------ Verilen metin

Öyle ise Massada’daki Zelotlar gibi birinci yüzyılda yaşayan birçok Yahudi neden canın ölmezliğine inandı?
Yunan Etkisi
Yahudiler bu fikri Mukaddes Kitaptan değil, Yunanlılardan almıştı. Bu kavramın MÖ yedinci ve beşinci yüzyıllar arasında mistik Yunan dinsel kültlerinden Yunan felsefesine geçtiği anlaşılıyor. Kötü canların acı veren bir ceza alacağı öteki dünya fikri uzun zamandan beri çekici geldi ve kökleşip yayıldı. Filozofların canın tam ne olduğu konusundaki tartışmaları sürüp gidiyordu. Homeros, canın ölüm anında kulakla duyulabilen bir vızıltı, cıvıltı ya da hışırtıyla uçup gittiğini iddia ediyordu. Epikuros canın bir kütlesi, dolayısıyla son derece küçük bir bedeni olduğunu söylüyordu.d
Ancak ölümsüz can fikrinin belki de en büyük savunucusu MÖ dördüncü yüzyılda yaşayan Yunan filozof Platon idi. Öğretmeni Sokrates’in ölümüyle ilgili anlatımı, yüzyıllar sonra Massada’daki Zelotların fikrine benzer bir inancı ortaya koyuyor. Oscar Cullman adlı bilgin şöyle diyor: “Platon bize Sokrates’in nasıl tam bir huzur ve sükûnet içinde ölüme gittiğini gösteriyor. Sokrates’in ölümü çok güzeldir. Onda ölümün dehşetinden hiçbir iz yoktur. Sokrates ölümden korkamaz, çünkü ölüm insanı gerçekten bedeninden özgür bırakır. . . . . Ölüm canın en büyük dostudur. Sokrates böyle öğretiyor ve öğretişiyle şahane bir uyum içinde böyle de ölüyor.”

------------
------ Verilen girdiler

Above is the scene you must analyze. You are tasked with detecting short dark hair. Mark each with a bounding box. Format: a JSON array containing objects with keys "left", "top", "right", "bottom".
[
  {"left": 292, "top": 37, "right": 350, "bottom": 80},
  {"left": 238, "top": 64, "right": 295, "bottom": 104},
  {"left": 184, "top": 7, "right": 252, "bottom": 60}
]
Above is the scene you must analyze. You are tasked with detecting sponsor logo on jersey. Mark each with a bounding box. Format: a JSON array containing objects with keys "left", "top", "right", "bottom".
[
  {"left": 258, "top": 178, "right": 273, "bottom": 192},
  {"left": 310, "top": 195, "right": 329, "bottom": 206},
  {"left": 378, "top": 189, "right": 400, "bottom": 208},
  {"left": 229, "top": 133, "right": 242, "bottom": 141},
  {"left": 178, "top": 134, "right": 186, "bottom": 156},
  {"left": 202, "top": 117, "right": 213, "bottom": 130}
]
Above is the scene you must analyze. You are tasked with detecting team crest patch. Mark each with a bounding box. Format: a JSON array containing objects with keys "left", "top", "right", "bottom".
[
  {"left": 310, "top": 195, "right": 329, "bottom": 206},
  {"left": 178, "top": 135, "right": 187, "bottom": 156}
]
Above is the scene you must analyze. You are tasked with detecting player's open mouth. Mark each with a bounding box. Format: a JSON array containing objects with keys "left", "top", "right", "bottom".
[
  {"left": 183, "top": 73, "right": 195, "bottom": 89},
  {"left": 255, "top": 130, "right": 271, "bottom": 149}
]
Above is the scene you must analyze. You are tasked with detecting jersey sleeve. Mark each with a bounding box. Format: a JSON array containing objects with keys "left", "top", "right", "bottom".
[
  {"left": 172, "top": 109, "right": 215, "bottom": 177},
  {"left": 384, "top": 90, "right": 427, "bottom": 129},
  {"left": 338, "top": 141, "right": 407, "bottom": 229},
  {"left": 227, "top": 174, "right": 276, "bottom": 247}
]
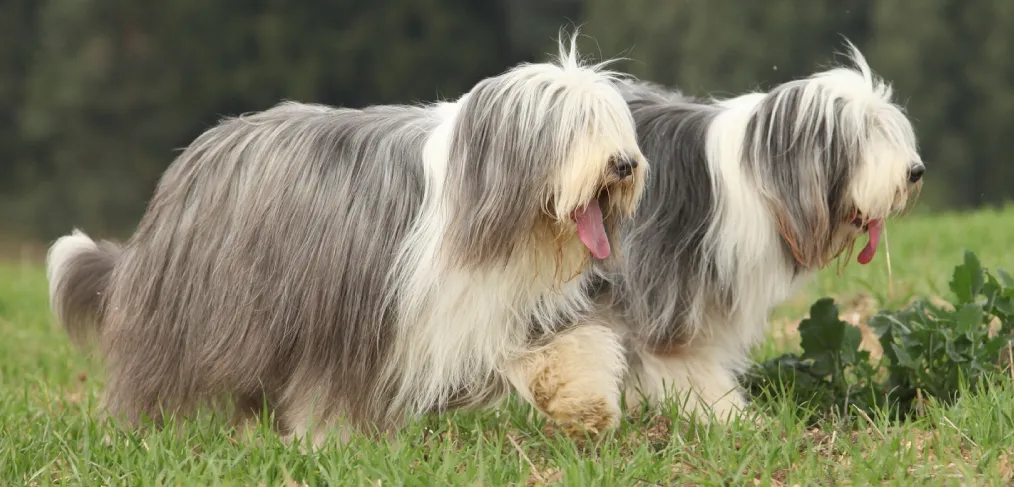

------------

> _Alıştırmanın amacı_:
Verilen metne göre ölümsüz can fikrinin belki de en büyük savunucusu olan Platon hangi yüzyılda yaşamıştır? Girdilerin bu alıştırmada hiçbir işlevi yoktur.

> _Doğru sonuç_:
MÖ dördüncü yüzyılda.